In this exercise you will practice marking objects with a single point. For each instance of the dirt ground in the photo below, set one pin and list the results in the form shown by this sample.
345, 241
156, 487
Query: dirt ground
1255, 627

--

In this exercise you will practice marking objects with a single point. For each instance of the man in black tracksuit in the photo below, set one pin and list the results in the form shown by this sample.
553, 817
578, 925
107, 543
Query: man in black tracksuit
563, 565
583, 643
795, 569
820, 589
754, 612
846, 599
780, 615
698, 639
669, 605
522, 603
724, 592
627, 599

**Exercise brief**.
Find every line in the data above that contains the string "ground" and copy each one. Case counts when matching.

**Solution for this task**.
In this exercise you will practice marking objects with a single point. For each instance of the dirt ground in the photo below, set one pin and list the results in the form shown by this sample.
Query: dirt ground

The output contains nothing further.